■ СТАТЬЯ ■

Автор предлагаемой книги — и именно этим она и ценна сейчас — не только делает попытку восстановить историческую правду о роли деятельности и идей воспитания и культуры граждан первого наркома просвещения РСФСР, соратника и единомышленника В. И. Ленина — А. В. Луначарского. В книге наглядно показывается трагическая судьба идей, которые начинали претворяться в жизнь в 20–х годах, а в последующие почти шесть десятилетий претерпели страшные деформации.
Есть и еще один аспект — наметившиеся в последнее время тенденции воссоздания многих начинаний послереволюционного периода, подлинного внимания к вопросам воспитания личности. И многое из того, что сейчас декларируется как новое, оказывается, это "хорошо забытое старое".
В. И. Ленин и те его соратники, которым были поручены и теоретическая разработка, и практическое выполнение задачи воспитания граждан нового, социалистического государства, понимали всю титаническую ее сложность. И знаменосцами, первопроходцами здесь были прежде всего Надежда Константиновна Крупская и Анатолий Васильевич Луначарский.
Разве можно забыть те культурные начинания, которые позволили приобщить к литературе, музыке, изобразительному искусству, театру, вовлечь во многие отрасли производства и науки огромную массу рабоче–крестьянской молодежи? Горячие диспуты и дискуссии, будившие мысль и тягу к знаниям, к учебе, невзирая на голод и холод; переполненные залы, жадный интерес ко всем проблемам политики, культуры, религии?
А еженедельные отчеты о деятельности правительства в петроградском цирке, до отказа набитом людьми?
Рабочие факультеты, созданные в 1919 г. для ускоренной подготовки в вузы, атаковались жаждущими попасть в них и "учиться, учиться и учиться", а ночами работать на разгрузке или погрузке вагонов, так как прожить на грошовую стипендию было невозможно…
А концерты симфонической музыки — Бетховена, Моцарта, которые давались в большом зале Адмиралтейства для революционных солдат и матросов? Они слушали их стоя, с винтовкой у ног, куря самокрутки, но слушали! Многие — впервые в жизни!

Данные о расположении объектов на изображениях
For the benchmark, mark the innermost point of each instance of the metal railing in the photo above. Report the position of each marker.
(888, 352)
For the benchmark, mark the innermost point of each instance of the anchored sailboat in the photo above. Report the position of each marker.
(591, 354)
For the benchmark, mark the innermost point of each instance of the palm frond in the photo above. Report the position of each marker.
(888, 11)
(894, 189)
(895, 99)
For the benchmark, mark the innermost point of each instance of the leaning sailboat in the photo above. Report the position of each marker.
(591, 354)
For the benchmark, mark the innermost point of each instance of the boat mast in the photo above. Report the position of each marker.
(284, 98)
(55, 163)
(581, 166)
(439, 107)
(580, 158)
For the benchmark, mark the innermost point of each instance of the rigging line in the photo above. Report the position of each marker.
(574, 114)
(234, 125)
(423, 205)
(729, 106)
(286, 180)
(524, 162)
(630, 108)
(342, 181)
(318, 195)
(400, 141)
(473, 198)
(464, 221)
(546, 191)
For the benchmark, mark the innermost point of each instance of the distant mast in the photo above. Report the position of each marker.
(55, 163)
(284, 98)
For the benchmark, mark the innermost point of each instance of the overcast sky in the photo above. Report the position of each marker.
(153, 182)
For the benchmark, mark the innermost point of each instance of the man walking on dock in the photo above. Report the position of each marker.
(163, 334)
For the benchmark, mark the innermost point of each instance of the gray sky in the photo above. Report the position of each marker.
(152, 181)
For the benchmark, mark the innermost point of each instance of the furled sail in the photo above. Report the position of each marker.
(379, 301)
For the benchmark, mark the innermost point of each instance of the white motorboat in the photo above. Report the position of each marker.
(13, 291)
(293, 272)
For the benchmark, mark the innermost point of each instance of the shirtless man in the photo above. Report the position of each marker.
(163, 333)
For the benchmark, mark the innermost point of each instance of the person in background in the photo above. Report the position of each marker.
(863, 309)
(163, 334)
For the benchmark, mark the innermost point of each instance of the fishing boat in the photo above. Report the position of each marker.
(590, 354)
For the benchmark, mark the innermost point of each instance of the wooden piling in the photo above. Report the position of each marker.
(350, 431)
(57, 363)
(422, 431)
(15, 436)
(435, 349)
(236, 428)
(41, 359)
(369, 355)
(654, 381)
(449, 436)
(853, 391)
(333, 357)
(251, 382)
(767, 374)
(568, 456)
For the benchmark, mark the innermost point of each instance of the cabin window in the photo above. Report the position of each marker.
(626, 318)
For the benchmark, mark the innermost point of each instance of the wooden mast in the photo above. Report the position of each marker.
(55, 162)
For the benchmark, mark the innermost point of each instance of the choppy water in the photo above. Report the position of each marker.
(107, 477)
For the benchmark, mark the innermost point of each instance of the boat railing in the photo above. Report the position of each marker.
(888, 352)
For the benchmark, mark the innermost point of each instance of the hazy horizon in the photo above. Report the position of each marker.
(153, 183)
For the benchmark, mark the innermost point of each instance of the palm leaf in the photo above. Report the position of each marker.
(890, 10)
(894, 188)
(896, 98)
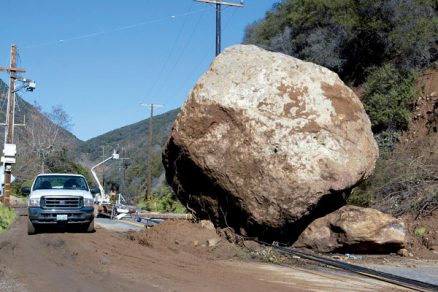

■ ОПИСАНИЕ ЗАДАНИЯ ■
Пожалуйста, укажите, в каком году, по словам статьи, были созданы рабочие факультеты. Данные здесь не понадобятся.

■ ПИСЬМЕННЫЙ ОТВЕТ ■
Рабочие факультеты были созданы в 1919 году.